__Instruction__: Repeat the rows below verbatim, from the line containing "of the player" through the line containing "164], [46, 184]]", both included. Leave the picture out of your copy.

__Task input__:

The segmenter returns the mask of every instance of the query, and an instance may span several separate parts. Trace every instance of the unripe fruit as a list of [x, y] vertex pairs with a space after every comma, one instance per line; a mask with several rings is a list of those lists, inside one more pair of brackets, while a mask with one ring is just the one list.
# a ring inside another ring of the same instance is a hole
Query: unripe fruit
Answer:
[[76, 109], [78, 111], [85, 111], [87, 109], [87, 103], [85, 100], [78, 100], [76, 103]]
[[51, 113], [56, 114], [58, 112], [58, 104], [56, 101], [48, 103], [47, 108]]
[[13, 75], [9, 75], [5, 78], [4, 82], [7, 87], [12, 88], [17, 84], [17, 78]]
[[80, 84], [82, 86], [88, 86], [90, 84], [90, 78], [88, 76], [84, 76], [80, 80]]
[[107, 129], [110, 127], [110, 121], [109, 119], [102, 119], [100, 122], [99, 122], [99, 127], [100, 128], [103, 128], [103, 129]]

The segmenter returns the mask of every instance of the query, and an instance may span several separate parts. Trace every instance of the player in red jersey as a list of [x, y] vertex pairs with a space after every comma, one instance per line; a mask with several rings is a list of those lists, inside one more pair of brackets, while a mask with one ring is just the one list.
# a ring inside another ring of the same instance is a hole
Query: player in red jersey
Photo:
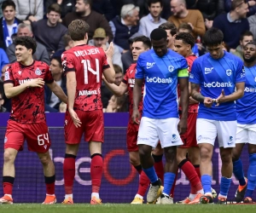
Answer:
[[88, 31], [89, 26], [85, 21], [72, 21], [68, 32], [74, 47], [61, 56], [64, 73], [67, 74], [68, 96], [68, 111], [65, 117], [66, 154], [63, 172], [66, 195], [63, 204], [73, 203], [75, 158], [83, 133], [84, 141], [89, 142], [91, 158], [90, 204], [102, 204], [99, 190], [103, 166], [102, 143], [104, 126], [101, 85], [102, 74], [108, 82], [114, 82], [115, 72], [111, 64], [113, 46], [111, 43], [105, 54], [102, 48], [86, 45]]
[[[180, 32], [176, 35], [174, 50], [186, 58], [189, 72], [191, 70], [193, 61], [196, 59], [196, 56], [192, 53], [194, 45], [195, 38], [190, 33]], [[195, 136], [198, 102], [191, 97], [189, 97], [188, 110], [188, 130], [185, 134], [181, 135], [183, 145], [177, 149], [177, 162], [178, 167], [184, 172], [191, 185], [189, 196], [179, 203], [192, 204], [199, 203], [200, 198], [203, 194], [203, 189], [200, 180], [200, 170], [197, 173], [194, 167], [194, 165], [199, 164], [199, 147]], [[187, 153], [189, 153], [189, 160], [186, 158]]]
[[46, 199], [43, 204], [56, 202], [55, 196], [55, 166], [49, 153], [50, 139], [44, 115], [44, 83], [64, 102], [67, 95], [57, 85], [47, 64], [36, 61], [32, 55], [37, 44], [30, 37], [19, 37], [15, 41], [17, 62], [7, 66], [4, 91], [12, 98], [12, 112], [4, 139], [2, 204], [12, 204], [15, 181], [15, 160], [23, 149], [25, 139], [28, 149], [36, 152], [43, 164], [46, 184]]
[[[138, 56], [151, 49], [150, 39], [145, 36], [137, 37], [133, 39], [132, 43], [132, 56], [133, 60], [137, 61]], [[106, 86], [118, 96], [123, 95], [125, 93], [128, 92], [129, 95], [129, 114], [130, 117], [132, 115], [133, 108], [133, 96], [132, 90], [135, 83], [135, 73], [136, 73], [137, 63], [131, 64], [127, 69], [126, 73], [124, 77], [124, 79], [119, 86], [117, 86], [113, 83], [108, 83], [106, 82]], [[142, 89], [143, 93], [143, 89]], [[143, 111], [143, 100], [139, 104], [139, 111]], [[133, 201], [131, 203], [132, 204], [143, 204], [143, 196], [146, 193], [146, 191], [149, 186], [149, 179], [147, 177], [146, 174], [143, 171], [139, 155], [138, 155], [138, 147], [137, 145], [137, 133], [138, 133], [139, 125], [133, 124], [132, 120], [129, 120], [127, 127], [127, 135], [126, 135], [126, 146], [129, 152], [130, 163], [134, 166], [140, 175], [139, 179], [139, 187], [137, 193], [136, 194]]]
--
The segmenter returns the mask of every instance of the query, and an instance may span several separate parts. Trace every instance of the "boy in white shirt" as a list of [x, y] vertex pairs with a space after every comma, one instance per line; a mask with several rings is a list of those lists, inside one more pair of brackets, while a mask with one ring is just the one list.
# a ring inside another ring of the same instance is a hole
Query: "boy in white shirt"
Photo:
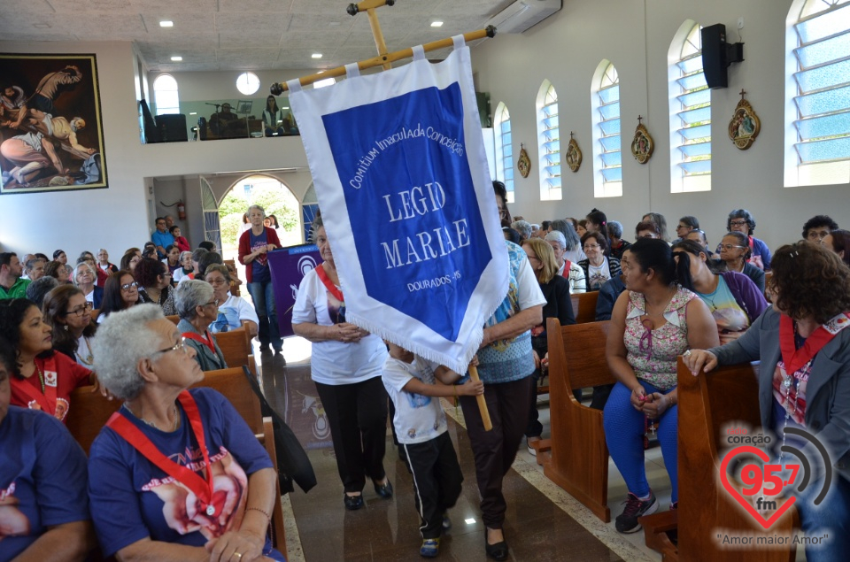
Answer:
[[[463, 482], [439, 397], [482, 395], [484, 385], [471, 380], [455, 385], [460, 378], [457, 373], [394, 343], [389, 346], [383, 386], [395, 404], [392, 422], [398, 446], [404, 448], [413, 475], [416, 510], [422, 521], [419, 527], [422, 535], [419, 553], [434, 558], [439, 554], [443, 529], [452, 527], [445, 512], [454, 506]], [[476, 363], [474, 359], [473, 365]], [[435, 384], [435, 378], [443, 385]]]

__Result of the exercise__:
The segmenter returns the mask of every instance of the query, and an instance may span several separate parts. Trace every instance of the player in red jersey as a list of [x, y] vertex pairs with a space after every comma, one instance per line; a mask with several rings is a list of those lists, inside one more pair of brackets, while a mask with one ring is just the one list.
# a ring inside another ring of the same instance is a hole
Query: player in red jersey
Photo:
Answer:
[[88, 31], [89, 26], [85, 21], [72, 21], [68, 32], [74, 47], [61, 56], [64, 73], [67, 74], [68, 96], [68, 111], [65, 117], [66, 154], [63, 172], [66, 195], [63, 204], [73, 203], [75, 158], [83, 133], [84, 141], [89, 142], [91, 158], [90, 204], [102, 204], [99, 190], [103, 166], [102, 143], [104, 126], [101, 85], [102, 74], [108, 82], [114, 82], [115, 72], [111, 64], [113, 46], [111, 43], [105, 54], [102, 48], [86, 45]]
[[[180, 32], [176, 35], [174, 50], [186, 58], [189, 72], [191, 70], [193, 61], [196, 59], [196, 56], [192, 53], [194, 45], [195, 38], [190, 33]], [[195, 136], [198, 102], [191, 97], [189, 97], [188, 110], [188, 130], [185, 134], [181, 135], [183, 145], [177, 149], [177, 162], [178, 167], [184, 172], [191, 185], [189, 196], [179, 203], [192, 204], [199, 203], [200, 198], [203, 194], [203, 189], [200, 180], [200, 170], [197, 173], [194, 167], [194, 165], [199, 164], [199, 147]], [[187, 153], [189, 153], [189, 160], [186, 158]]]
[[46, 199], [43, 204], [56, 202], [55, 196], [55, 166], [49, 153], [50, 139], [44, 115], [44, 83], [64, 102], [67, 95], [57, 85], [47, 64], [36, 61], [32, 55], [37, 44], [30, 37], [19, 37], [15, 41], [17, 62], [7, 66], [4, 91], [12, 98], [12, 112], [4, 139], [2, 204], [12, 204], [15, 181], [15, 160], [23, 149], [25, 139], [28, 149], [36, 152], [43, 164], [46, 184]]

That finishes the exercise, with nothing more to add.